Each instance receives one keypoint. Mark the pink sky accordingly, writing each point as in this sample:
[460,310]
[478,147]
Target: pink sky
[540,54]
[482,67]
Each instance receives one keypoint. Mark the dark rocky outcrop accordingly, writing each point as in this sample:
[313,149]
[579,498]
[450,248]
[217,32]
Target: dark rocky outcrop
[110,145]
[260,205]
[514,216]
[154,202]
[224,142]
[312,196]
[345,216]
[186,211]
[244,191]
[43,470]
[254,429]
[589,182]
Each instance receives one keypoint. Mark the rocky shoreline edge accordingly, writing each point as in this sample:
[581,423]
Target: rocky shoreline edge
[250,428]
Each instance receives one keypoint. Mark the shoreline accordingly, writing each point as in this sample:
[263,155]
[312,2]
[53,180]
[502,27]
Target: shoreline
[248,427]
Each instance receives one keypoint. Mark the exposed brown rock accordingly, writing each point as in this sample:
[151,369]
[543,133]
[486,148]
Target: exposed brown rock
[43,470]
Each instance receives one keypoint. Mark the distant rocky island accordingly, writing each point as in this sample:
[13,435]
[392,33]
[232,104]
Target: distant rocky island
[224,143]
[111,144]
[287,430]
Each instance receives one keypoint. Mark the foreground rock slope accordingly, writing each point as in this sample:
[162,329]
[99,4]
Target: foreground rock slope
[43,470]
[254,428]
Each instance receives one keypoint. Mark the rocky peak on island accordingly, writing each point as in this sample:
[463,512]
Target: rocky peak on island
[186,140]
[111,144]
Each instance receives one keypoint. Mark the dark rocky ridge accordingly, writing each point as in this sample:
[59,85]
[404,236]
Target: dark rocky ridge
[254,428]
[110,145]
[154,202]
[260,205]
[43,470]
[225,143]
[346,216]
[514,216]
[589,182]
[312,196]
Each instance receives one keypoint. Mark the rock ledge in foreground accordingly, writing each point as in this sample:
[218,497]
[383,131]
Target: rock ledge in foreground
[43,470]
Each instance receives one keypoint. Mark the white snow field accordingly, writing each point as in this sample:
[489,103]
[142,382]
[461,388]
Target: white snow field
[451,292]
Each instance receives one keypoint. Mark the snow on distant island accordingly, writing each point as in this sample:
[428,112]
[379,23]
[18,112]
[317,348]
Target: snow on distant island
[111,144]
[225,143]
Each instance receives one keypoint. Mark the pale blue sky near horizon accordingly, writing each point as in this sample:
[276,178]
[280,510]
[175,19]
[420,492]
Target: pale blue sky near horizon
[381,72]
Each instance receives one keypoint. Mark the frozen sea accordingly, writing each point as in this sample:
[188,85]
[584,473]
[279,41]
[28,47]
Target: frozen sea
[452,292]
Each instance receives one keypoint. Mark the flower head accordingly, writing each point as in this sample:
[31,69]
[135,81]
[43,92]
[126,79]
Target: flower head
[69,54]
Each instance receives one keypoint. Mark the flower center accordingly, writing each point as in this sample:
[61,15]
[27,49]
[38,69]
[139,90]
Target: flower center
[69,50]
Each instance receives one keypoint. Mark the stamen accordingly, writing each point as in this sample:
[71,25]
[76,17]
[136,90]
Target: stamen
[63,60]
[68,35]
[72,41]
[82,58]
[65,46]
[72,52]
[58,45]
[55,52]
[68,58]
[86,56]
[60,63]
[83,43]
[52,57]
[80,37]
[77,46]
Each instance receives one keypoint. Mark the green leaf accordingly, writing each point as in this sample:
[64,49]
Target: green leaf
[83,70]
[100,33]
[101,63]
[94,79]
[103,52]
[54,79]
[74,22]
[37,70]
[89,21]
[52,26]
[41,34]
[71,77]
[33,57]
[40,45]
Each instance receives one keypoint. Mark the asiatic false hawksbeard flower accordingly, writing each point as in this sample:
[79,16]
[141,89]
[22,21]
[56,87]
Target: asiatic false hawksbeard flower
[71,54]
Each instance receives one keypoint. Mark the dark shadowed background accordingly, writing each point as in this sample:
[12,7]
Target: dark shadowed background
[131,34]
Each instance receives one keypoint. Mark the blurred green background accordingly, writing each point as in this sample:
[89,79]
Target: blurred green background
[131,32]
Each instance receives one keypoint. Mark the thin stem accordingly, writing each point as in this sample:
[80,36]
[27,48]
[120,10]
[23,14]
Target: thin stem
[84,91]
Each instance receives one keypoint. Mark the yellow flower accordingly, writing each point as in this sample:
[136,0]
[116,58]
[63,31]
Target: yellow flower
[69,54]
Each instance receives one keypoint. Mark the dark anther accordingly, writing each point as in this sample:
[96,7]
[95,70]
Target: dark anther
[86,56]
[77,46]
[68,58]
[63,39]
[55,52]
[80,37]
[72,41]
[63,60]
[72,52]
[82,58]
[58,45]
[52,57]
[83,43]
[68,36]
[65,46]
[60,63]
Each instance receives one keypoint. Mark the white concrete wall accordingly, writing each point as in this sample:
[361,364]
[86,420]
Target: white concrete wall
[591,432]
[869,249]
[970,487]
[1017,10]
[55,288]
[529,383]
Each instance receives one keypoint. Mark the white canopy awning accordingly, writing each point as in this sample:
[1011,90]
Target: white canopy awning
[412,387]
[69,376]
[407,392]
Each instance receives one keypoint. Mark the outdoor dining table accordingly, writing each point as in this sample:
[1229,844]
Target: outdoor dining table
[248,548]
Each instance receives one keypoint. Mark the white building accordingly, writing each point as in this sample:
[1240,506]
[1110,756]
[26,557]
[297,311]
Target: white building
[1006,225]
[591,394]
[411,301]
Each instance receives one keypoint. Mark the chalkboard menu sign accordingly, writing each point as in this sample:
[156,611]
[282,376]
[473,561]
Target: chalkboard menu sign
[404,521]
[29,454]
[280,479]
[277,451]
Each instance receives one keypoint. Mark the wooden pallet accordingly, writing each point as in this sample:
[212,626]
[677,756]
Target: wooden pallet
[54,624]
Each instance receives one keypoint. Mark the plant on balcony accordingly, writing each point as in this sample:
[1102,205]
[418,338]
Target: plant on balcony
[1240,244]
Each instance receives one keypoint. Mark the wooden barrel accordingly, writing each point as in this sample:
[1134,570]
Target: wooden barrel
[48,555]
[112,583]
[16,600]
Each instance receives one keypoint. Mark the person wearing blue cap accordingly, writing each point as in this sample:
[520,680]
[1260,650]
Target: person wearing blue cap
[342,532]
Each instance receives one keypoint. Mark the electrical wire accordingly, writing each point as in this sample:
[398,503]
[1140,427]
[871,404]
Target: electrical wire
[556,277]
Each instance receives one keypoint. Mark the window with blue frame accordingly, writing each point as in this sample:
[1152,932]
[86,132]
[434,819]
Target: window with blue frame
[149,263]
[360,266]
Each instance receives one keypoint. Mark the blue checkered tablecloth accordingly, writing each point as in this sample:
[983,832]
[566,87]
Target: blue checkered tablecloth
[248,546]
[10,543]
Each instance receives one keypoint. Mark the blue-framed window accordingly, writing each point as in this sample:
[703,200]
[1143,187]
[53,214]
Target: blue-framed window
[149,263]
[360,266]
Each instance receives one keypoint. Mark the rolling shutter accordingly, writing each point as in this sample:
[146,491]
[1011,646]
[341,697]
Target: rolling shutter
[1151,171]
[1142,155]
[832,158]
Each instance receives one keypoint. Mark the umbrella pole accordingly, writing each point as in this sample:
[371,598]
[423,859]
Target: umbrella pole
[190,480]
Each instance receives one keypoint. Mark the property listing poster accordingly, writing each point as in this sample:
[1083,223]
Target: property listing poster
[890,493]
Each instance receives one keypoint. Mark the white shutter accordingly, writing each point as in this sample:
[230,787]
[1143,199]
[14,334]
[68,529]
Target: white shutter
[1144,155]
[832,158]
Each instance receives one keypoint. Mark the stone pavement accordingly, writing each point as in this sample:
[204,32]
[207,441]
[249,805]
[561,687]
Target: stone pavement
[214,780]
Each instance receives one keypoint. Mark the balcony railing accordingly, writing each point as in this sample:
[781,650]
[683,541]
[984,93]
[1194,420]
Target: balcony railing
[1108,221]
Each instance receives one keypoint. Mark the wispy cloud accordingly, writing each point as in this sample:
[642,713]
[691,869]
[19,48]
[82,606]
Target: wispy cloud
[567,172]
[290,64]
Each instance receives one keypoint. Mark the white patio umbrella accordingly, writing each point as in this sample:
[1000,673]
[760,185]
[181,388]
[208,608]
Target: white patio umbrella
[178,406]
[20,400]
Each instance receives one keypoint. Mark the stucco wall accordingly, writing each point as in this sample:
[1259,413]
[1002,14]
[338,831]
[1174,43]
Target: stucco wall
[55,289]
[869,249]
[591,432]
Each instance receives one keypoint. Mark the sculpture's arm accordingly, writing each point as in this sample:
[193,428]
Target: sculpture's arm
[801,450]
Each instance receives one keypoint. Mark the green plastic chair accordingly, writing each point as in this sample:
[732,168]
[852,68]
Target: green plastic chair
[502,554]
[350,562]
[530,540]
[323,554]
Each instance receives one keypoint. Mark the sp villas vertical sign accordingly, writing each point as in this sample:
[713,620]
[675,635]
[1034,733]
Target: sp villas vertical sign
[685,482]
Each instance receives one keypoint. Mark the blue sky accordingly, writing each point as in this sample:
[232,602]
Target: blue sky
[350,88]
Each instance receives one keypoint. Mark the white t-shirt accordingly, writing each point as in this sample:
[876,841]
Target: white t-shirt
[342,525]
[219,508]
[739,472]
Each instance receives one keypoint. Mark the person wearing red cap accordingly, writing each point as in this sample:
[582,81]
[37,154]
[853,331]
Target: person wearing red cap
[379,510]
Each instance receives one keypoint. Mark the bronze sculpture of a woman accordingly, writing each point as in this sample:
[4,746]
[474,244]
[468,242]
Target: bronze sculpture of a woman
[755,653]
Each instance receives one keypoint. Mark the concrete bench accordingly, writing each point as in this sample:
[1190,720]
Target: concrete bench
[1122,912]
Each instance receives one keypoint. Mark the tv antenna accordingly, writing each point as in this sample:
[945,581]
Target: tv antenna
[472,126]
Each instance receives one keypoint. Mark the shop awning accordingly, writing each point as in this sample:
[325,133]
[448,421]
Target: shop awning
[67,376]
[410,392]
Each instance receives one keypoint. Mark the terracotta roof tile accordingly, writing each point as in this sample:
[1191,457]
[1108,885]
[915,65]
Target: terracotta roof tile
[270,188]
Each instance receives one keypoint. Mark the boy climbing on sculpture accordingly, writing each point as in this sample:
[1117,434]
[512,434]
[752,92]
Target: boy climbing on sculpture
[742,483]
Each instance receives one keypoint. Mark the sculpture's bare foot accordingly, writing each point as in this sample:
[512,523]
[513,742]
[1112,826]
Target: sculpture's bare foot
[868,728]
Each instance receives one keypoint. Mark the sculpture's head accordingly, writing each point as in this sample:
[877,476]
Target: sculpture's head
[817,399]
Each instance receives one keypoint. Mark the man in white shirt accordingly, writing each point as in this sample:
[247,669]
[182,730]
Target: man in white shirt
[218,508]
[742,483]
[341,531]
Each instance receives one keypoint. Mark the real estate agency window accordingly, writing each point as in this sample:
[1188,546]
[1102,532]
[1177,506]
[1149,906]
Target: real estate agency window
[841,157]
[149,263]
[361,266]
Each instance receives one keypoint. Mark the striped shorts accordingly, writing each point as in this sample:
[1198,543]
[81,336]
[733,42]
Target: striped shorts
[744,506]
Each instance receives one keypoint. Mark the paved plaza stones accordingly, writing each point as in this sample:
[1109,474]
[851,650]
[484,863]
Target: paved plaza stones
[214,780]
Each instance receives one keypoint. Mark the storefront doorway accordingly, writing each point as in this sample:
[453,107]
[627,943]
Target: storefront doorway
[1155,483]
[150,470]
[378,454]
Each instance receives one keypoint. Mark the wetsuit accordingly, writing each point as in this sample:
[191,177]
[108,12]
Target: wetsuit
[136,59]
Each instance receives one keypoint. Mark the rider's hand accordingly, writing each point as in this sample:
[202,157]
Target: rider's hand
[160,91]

══════════════════════════════

*DIRECTIONS FOR THIS TASK*
Would you retype exactly the lines above, from the line with "Target: white snow field" to the line with "Each instance receives one keypoint. Mark the pale", with both end lines kept and nothing more?

*RESULT*
Target: white snow field
[451,292]
Each instance receives one keypoint. Mark the snow on distant island accordingly, writing each point as in this sample:
[428,112]
[379,23]
[18,112]
[317,348]
Target: snow on distant island
[111,144]
[225,143]
Each instance receives one keypoint. Mark the pale blue sky near horizon accordingly, writing each point as in this sample:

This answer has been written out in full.